╭─ Records to use

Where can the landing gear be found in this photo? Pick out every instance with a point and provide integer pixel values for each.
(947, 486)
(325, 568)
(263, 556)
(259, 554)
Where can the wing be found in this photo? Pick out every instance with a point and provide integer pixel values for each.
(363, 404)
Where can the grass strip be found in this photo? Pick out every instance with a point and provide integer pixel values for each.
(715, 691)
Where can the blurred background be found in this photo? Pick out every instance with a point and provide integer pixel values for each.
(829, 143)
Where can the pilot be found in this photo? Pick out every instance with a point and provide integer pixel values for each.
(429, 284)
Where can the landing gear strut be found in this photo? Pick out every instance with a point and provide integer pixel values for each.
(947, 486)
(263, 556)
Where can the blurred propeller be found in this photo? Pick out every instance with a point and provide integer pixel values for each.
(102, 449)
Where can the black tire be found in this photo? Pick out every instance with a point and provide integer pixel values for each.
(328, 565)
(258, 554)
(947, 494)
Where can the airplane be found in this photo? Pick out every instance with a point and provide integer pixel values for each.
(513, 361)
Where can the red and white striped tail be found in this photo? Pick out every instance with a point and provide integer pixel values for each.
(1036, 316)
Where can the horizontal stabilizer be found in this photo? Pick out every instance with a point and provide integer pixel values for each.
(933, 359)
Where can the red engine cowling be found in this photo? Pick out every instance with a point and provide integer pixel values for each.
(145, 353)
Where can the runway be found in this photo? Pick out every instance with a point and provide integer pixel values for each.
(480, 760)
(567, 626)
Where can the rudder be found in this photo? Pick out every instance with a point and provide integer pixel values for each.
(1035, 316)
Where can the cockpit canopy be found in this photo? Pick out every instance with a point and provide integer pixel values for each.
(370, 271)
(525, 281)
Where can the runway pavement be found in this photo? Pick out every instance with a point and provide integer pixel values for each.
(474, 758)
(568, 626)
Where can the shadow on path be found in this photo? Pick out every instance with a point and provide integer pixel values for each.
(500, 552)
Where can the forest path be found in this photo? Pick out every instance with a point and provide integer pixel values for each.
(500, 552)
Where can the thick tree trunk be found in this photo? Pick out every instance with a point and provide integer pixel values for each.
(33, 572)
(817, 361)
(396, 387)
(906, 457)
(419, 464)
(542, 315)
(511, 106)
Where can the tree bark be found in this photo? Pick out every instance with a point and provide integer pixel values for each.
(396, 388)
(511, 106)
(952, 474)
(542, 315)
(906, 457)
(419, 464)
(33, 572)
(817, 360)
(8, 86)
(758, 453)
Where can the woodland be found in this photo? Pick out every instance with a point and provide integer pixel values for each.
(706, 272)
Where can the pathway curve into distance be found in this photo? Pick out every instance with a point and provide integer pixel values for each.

╰─

■ **Aim**: Give the listing above again, word for word.

■ **Reply to the task**:
Where can the landing gear be found in this photo? Pick out every instance with a point and provide integer pixel values for each.
(947, 486)
(325, 568)
(263, 556)
(259, 554)
Where can the wing be found in this photo? Pick out every instance with a point and provide integer pixel values for each.
(363, 404)
Where can the grass strip be found in this photo? Pick out every instance with a point and provide integer pixel values for each.
(715, 691)
Where can the blurred background be found in this photo? Pick out every instance with a point and provide integer pixel values for each.
(829, 143)
Where can the pilot be found in this photo? Pick out every instance with a point and provide integer pixel values for each.
(429, 284)
Where can the landing gear strut be found in this photo? Pick out every instance with a point and provide integer pixel values for each.
(947, 486)
(263, 556)
Where can the blurred propeller be found in this photo? Pick out every instance with a point and provide integer pixel values for each.
(102, 449)
Where can the black tire be found in this photo? Pick out every instance with a point and provide integer pixel values for each.
(328, 565)
(258, 554)
(947, 494)
Where can the airplane be found in this photo? Pick out every instance with a point and provide integer pixel values for each.
(513, 361)
Where can the red and white striped tail be found in this photo? Pick out every instance with a point and provide integer pixel values for each.
(1036, 316)
Where can the horizontal stabilizer be found in this photo? Pick out every instance with a point and provide integer pixel values for each.
(933, 359)
Where can the red engine cowling be found in this photo? Pick out every instance with a point and provide integer pixel values for each.
(145, 353)
Where can the runway be found in this photo? Pick out every instance with a point and provide integer pixel values for each.
(480, 760)
(567, 626)
Where can the rudder be found in this photo? Pick out every instance with a point and provide integer pixel values for each.
(1035, 316)
Where can the cockpit canopy be found in this photo? Pick out every instance with a point and provide integer pixel values for each.
(370, 271)
(525, 281)
Where can the runway pavement be found in this photo? Pick out every instance with a point and provide integer pixel values for each.
(474, 758)
(568, 626)
Where can the shadow on path be found in this photo? Pick out every instance with a point and provide integer pixel values for each.
(500, 552)
Where can the forest path be found in this photo? Pick out every instance with a point and provide integer pixel values for each.
(500, 552)
Where can the thick tree trunk be found in this photo? Pick out every instance with a point and provide integer pixel values for each.
(33, 572)
(817, 361)
(396, 387)
(906, 457)
(419, 464)
(542, 315)
(511, 106)
Where can the tree bark be found in this photo? Pick out every instance with a point and provide integer pixel values for each.
(396, 388)
(511, 106)
(952, 474)
(542, 315)
(906, 457)
(419, 464)
(33, 572)
(817, 360)
(8, 86)
(758, 453)
Where can the woodland be found in this photo? Pick out every instance with a point and provide integer pixel values for each.
(706, 272)
Where can the pathway curve into distance be found in this photo? Pick out every instance with a point and provide integer pixel values for each.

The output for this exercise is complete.